= PROBLEM STATEMENT =
Rewrite every line of the records below as one numbered list, leaving out any blank lines.

= RECORDS TO USE =
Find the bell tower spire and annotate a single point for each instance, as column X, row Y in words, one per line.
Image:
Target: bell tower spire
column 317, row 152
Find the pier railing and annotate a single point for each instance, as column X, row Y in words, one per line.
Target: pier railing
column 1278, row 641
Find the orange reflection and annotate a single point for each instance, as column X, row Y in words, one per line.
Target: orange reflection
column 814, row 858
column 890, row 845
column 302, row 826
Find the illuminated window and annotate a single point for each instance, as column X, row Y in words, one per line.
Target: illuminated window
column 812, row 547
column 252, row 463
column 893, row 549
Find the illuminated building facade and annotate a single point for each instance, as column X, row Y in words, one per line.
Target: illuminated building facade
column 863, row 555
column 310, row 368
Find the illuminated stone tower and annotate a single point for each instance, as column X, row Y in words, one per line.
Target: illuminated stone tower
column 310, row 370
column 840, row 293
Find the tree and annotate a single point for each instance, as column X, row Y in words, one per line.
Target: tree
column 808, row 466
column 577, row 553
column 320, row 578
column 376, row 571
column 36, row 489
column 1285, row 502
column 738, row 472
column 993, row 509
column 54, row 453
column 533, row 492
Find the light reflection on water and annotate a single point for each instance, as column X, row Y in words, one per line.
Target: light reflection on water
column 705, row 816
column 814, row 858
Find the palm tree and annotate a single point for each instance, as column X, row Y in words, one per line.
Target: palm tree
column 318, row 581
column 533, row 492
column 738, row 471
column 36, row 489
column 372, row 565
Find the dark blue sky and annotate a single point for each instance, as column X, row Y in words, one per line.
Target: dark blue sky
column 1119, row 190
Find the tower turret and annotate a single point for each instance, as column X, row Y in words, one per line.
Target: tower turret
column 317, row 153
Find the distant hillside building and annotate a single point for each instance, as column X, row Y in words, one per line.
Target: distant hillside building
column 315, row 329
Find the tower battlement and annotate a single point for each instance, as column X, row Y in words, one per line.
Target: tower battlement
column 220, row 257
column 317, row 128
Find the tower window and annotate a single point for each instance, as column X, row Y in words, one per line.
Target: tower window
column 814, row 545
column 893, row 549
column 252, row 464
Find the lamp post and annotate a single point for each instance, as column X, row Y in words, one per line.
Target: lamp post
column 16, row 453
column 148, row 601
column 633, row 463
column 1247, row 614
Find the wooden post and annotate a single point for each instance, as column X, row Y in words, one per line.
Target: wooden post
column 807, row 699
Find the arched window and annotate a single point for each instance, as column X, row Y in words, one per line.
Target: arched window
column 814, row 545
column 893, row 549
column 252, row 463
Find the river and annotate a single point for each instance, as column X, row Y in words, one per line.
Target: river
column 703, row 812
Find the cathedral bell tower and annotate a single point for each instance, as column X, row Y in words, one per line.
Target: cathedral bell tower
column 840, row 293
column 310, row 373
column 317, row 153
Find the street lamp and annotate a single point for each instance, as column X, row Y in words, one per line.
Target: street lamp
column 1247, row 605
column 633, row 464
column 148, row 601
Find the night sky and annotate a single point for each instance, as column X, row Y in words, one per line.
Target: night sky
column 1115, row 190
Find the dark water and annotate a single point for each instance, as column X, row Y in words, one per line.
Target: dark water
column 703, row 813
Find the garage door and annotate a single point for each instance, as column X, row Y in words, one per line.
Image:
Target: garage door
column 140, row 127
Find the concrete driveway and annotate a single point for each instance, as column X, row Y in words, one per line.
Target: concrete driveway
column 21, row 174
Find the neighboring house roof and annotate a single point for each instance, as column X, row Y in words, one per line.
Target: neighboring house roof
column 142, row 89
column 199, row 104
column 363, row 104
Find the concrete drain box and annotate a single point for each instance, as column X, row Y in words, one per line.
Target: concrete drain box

= TASK OUTPUT =
1. Find the bell tower spire and annotate a single point for each instance, as column X, row Y in words, one per line.
2. Image:
3. Target: bell tower spire
4. column 317, row 152
5. Find the pier railing and annotate a single point for each instance, as column X, row Y in words, one per line.
6. Target: pier railing
7. column 1278, row 641
8. Find the orange reflection and annotate a single point for each instance, as column X, row Y in words, one per line.
9. Target: orange reflection
10. column 814, row 858
11. column 890, row 845
12. column 302, row 826
13. Find the illuminated window and annotate a single point for each instance, as column X, row Y in words, one per line.
14. Target: illuminated window
15. column 812, row 547
16. column 252, row 463
17. column 893, row 549
18. Find the illuminated building facade and annotate a single point for each instance, as column X, row Y in words, one per line.
19. Target: illuminated building facade
20. column 863, row 555
21. column 310, row 368
22. Find the illuminated stone tower and annotate a single point for each instance, as column X, row Y in words, one per line.
23. Target: illuminated stone tower
24. column 310, row 370
25. column 840, row 293
26. Find the tree and annotate a single point for each instance, as column X, row Y in words, one per line.
27. Target: tree
28. column 808, row 466
29. column 577, row 553
30. column 320, row 578
31. column 376, row 571
32. column 36, row 489
33. column 1285, row 502
34. column 738, row 472
35. column 993, row 509
36. column 54, row 453
37. column 533, row 492
38. Find the light reflection on water and annotate a single point for each instance, as column X, row Y in words, one per line.
39. Target: light reflection on water
40. column 705, row 816
41. column 814, row 858
42. Find the palm tree and annotate a single point for each instance, as column X, row Y in words, one per line.
43. Target: palm tree
44. column 318, row 581
45. column 533, row 492
46. column 738, row 471
47. column 36, row 489
48. column 372, row 565
49. Find the dark blue sky and annotate a single point for each instance, as column X, row Y in words, one per line.
50. Target: dark blue sky
51. column 1119, row 190
52. Find the tower turret and annotate a single point for each instance, as column X, row Y in words, one per line.
53. Target: tower turret
54. column 317, row 153
55. Find the distant hillside building and annotate a single point for each instance, as column X, row Y in words, one per line.
56. Target: distant hillside building
57. column 315, row 329
58. Find the tower battlement and annotate a single point for each instance, as column X, row Y in words, one per line.
59. Target: tower battlement
60. column 220, row 257
61. column 317, row 128
62. Find the tower window and annotate a single point for each instance, as column X, row Y in words, one per line.
63. Target: tower window
64. column 814, row 545
65. column 893, row 549
66. column 252, row 464
67. Find the lamp post and annotate a single point for each instance, as column X, row Y in words, one per line.
68. Target: lamp post
69. column 16, row 453
70. column 148, row 601
71. column 633, row 463
72. column 1247, row 614
73. Find the wooden post and annotate a single point for each instance, as column X, row Y in words, one per line.
74. Target: wooden post
75. column 807, row 699
76. Find the arched window and annotate a single point for each instance, as column X, row Y in words, one per line.
77. Target: arched window
78. column 814, row 545
79. column 893, row 549
80. column 252, row 463
81. Find the river and annotate a single point for each instance, as column X, row Y in words, one per line.
82. Target: river
83. column 703, row 812
84. Find the cathedral bell tower and annotate a single point for each instance, as column X, row Y in words, one per line.
85. Target: cathedral bell tower
86. column 840, row 293
87. column 310, row 373
88. column 317, row 153
89. Find the street lamp and annotate a single point for each instance, as column X, row Y in words, one per line.
90. Target: street lamp
91. column 1247, row 605
92. column 633, row 464
93. column 148, row 601
94. Find the night sky and annotate a single point for each instance, as column X, row Y in words, one per line.
95. Target: night sky
96. column 1115, row 190
97. Find the dark water and annotate a single point for each instance, as column X, row Y in words, one per line.
98. Target: dark water
99. column 703, row 813
100. Find the garage door and annotate a single point for each instance, as column X, row Y in words, one per line.
101. Image:
102. Target: garage door
103. column 140, row 127
104. Find the concrete driveway and annotate a single point for each instance, as column X, row Y in words, one per line.
105. Target: concrete driveway
106. column 21, row 174
107. Find the neighboring house roof and annotate a single point for each instance, as column X, row Y in words, one per line.
108. Target: neighboring house roof
109. column 142, row 89
110. column 199, row 104
111. column 363, row 104
112. Find the concrete drain box and annotate a single point for each instance, as column X, row Y in words, one per line.
113. Target: concrete drain box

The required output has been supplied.